Task brief: Please copy out every line of the listing below word for word, leaving out the pictures.

Items from a labeling collection:
------------------------------
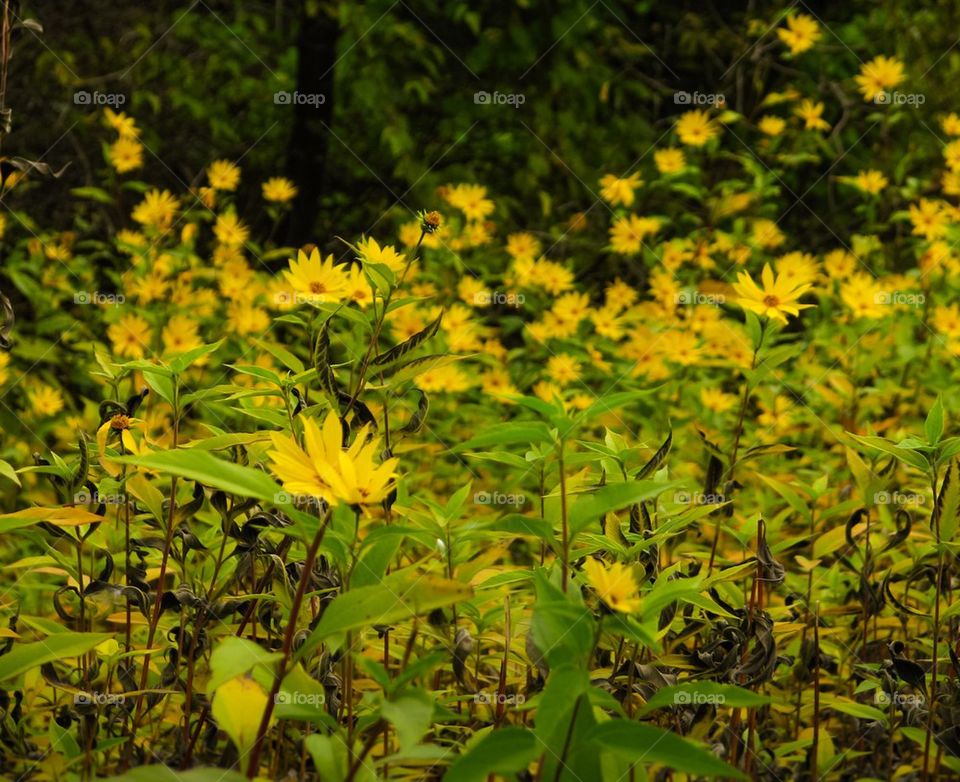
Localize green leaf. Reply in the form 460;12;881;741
586;720;747;779
923;396;943;445
452;421;553;452
112;448;283;502
380;690;433;752
640;681;770;715
105;765;247;782
569;481;681;532
0;632;113;681
297;568;473;659
444;727;541;782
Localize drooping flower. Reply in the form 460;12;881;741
------------------------------
Task answer:
Localize green leaf. Reply in the form 460;12;881;741
586;720;747;779
923;396;943;445
452;421;553;452
112;448;283;502
380;690;433;752
640;681;770;715
105;765;247;782
569;481;681;532
0;632;113;681
297;568;473;659
444;727;541;782
Localize drooping flower. Reply in the form 460;12;881;741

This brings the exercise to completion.